Provided information:
------------------------------------------------------------
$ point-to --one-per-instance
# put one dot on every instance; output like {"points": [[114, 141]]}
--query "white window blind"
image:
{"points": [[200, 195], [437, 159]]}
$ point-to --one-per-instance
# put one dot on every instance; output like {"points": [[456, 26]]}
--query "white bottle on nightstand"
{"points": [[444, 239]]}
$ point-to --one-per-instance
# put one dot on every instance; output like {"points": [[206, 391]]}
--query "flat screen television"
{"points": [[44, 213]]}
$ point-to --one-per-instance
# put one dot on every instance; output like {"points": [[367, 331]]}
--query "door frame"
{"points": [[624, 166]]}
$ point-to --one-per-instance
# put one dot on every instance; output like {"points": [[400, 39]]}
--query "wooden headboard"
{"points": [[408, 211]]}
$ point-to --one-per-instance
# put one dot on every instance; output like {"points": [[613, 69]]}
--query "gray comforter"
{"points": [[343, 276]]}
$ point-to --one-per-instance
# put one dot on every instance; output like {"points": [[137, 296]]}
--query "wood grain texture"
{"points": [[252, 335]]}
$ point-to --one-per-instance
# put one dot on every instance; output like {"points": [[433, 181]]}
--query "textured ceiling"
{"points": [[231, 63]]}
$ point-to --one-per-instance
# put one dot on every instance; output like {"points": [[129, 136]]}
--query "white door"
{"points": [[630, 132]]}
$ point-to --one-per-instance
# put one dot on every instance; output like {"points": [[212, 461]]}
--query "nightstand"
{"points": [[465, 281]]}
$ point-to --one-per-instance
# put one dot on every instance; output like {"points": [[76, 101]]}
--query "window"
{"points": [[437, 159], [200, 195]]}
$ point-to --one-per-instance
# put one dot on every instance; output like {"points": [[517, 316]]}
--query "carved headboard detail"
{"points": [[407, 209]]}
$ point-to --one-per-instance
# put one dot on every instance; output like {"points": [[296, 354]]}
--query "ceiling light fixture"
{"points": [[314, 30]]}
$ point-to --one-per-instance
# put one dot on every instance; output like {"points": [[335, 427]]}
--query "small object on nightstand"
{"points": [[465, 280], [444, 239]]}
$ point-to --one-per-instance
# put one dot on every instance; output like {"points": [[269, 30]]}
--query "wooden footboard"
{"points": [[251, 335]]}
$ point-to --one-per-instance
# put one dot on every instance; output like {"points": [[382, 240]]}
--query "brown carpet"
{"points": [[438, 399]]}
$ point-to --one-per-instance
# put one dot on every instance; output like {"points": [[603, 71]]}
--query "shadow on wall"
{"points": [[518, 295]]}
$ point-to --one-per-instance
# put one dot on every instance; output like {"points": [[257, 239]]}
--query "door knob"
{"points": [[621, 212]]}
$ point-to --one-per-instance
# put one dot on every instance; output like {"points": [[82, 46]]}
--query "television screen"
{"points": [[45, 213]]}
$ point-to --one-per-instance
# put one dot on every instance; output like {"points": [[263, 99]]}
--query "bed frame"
------------------------------------------------------------
Task instructions: Find every line in the rows above that contains the word "door" and copy each one out in full. Matching is case-sensitive.

Worked solution:
--query "door frame"
--query "white door"
--query "door knob"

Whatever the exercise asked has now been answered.